— INSTRUCTIONS TO FOLLOW —
Copy out all the entries exactly.

━━━━━━

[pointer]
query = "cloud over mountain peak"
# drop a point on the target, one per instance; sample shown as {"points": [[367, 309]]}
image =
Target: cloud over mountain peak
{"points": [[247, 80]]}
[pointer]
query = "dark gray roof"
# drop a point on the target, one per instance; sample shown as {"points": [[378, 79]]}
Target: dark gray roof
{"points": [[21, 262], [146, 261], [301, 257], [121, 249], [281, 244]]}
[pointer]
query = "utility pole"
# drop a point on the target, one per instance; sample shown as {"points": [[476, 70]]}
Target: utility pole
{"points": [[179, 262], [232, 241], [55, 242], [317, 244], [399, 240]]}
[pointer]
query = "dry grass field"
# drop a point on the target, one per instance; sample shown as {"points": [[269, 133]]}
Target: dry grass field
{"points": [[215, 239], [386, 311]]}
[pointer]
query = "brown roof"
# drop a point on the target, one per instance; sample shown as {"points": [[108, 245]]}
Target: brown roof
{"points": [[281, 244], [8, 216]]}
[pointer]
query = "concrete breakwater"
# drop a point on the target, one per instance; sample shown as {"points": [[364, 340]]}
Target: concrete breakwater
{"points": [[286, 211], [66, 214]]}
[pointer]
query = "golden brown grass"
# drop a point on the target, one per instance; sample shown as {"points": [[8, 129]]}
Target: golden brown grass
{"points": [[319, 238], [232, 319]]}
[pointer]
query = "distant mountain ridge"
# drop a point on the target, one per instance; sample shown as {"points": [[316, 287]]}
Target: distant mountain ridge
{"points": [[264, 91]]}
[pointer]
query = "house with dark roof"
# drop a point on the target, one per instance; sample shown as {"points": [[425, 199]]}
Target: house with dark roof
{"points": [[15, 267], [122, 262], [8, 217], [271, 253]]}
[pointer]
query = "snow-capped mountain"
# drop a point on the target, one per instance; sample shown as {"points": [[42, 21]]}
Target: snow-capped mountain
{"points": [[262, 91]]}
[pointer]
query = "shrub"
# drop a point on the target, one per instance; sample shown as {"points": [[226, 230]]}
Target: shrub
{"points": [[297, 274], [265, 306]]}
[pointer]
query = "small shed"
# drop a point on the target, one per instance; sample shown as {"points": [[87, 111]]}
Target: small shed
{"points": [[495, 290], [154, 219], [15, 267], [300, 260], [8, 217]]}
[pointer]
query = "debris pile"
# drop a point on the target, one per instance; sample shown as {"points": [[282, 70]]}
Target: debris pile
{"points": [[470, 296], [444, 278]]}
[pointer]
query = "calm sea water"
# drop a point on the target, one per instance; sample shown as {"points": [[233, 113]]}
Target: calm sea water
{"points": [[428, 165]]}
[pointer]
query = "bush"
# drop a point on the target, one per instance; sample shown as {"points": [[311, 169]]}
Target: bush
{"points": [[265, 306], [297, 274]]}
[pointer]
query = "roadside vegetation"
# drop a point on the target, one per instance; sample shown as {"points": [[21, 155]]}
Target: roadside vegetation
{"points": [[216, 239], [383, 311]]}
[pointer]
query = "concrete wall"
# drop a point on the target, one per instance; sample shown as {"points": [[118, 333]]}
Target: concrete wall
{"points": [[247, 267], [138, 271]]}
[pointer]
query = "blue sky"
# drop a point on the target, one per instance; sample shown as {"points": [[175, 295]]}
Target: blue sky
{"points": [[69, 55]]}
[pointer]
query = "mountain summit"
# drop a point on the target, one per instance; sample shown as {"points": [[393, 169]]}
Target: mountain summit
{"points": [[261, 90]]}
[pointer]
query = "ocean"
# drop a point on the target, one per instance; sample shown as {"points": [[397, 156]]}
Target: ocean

━━━━━━

— ANSWER TO THE PROBLEM —
[pointer]
query = "cloud over mountain peak"
# drop a point on the target, one per instance; sample shown as {"points": [[367, 309]]}
image =
Target: cloud over mountain peak
{"points": [[247, 80]]}
[pointer]
query = "dark gray roof"
# drop a point on the target, one per instance; sample shown as {"points": [[378, 79]]}
Target: dark gray roof
{"points": [[21, 262], [146, 261], [301, 257], [121, 249], [281, 244]]}
[pointer]
query = "utility pole"
# drop a point on the target, one per instance; sample shown as {"points": [[476, 70]]}
Target: utility pole
{"points": [[179, 262], [232, 241], [55, 242], [317, 244], [399, 240]]}
[pointer]
query = "dry grass field"
# drop a point on the target, one per instance; sample shown as {"points": [[269, 133]]}
Target: dry grass field
{"points": [[215, 239], [386, 311]]}
[pointer]
query = "brown roof"
# drop a point on the target, one per instance; sample shown as {"points": [[108, 245]]}
Target: brown roof
{"points": [[281, 244], [8, 216]]}
[pointer]
query = "concrete breakwater"
# drop a point on the target, one per instance; sample shown as {"points": [[364, 340]]}
Target: concrete breakwater
{"points": [[286, 211], [66, 214]]}
[pointer]
query = "golden brown grass"
# drop a point on the target, one per instance; sample shown as {"points": [[8, 129]]}
Target: golden brown grass
{"points": [[319, 238], [232, 319]]}
[pointer]
query = "distant mountain ridge"
# drop a point on the target, one per instance; sample shown as {"points": [[316, 287]]}
Target: distant mountain ridge
{"points": [[264, 91]]}
[pointer]
query = "house with dark roof"
# drop a point on the target, one per instance; sample shown as {"points": [[425, 199]]}
Target: house with dark roof
{"points": [[15, 267], [122, 262], [8, 217], [271, 253]]}
[pointer]
query = "snow-capped mountain"
# drop a point on the target, one per instance; sample shown as {"points": [[42, 21]]}
Target: snow-capped mountain
{"points": [[262, 91]]}
[pointer]
query = "shrub"
# drop a point on the target, one per instance; sample shown as {"points": [[226, 230]]}
Target: shrub
{"points": [[297, 274], [265, 306]]}
[pointer]
query = "small shed"
# drop a point on the target, one per instance; sample shown as {"points": [[87, 111]]}
Target: small shed
{"points": [[495, 290], [154, 219], [15, 267], [300, 260], [8, 217]]}
[pointer]
query = "debris pile"
# drop a point on the target, one per instance; sample shown as {"points": [[282, 70]]}
Target: debris pile
{"points": [[470, 296], [444, 278]]}
[pointer]
query = "calm sea water"
# drop a point on the target, one per instance; sample shown as {"points": [[233, 113]]}
Target: calm sea water
{"points": [[428, 165]]}
[pointer]
query = "bush"
# drop a point on the target, one per instance; sample shown as {"points": [[311, 169]]}
Target: bush
{"points": [[265, 306], [297, 274]]}
[pointer]
query = "roadside vegetation"
# drop a point on the target, one per instance; sample shown as {"points": [[21, 155]]}
Target: roadside vegetation
{"points": [[216, 239], [383, 311]]}
[pointer]
query = "concrete wall"
# drop a point on the target, one per instance; sample shown as {"points": [[118, 333]]}
Target: concrete wall
{"points": [[247, 267], [138, 271]]}
[pointer]
query = "blue sky"
# drop a point on the target, one per instance; sample shown as {"points": [[175, 295]]}
Target: blue sky
{"points": [[69, 55]]}
[pointer]
query = "mountain summit"
# drop a point on the target, one per instance; sample shown as {"points": [[393, 169]]}
Target: mountain summit
{"points": [[261, 90]]}
[pointer]
query = "ocean"
# drop a point on the target, one per instance; sample shown as {"points": [[397, 156]]}
Target: ocean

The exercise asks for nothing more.